== PROVIDED RECORDS ==
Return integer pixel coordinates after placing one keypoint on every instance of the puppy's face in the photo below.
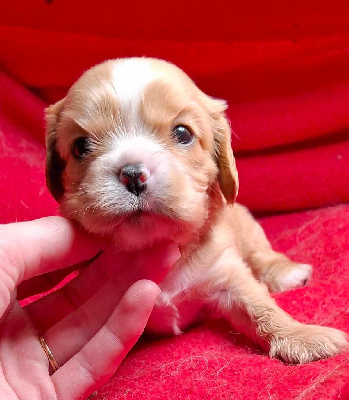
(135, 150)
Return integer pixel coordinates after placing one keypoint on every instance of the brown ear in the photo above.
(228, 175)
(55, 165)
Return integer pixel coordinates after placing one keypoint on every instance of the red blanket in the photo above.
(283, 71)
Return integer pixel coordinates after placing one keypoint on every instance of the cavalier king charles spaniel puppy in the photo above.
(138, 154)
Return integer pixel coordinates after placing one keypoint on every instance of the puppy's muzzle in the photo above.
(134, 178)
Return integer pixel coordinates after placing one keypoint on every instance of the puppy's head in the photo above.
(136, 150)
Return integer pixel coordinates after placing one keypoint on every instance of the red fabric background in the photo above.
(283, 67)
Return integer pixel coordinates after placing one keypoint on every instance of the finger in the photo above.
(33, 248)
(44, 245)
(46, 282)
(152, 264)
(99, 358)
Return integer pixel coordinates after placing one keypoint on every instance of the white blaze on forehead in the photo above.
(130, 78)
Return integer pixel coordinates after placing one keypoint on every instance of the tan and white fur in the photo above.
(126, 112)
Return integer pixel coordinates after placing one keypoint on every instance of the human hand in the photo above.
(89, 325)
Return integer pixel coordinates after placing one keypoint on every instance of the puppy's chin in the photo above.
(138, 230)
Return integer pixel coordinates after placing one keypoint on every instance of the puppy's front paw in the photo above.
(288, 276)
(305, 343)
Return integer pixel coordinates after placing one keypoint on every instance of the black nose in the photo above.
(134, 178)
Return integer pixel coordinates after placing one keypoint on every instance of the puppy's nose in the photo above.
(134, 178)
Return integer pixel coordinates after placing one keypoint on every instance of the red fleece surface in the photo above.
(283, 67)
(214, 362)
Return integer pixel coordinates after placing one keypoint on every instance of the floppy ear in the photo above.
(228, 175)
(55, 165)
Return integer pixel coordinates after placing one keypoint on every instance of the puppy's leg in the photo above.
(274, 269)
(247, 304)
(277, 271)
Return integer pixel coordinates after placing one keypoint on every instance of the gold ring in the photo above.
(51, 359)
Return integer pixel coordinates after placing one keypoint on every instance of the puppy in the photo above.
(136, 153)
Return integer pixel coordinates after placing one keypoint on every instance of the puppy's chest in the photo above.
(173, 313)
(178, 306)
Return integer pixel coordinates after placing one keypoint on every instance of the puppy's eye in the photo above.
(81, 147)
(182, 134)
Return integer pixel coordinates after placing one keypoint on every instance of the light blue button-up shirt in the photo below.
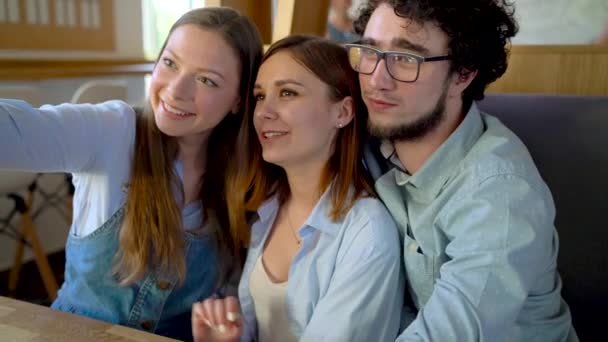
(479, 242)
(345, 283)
===
== PROVIDED RECORDS ==
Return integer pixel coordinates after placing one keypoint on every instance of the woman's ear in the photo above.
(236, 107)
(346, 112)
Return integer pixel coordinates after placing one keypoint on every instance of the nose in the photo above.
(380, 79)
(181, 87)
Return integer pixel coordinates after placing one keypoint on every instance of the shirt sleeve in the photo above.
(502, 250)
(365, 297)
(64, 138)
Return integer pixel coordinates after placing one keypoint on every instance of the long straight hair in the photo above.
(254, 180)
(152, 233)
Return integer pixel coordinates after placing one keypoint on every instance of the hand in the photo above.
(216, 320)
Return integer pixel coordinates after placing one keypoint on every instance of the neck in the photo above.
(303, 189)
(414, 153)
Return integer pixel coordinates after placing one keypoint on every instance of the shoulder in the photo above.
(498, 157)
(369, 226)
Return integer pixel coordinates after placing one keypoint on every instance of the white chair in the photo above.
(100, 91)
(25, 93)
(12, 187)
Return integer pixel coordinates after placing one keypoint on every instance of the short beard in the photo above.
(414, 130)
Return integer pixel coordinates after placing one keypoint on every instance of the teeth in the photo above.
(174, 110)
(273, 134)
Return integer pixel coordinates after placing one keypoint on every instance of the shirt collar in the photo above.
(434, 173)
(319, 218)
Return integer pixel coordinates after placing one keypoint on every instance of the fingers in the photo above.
===
Gather every line of the rows above that contains the word "white", and copy each such line in full.

| WORKED SOLUTION |
Return integer pixel coordinates after placing one keypoint on every instance of the white blaze on forehead in the photo above.
Return integer pixel coordinates after placing one keypoint on every instance of the tan and white fur in the photo above.
Return integer pixel coordinates after placing one keypoint on every instance of the white chair in the photo above.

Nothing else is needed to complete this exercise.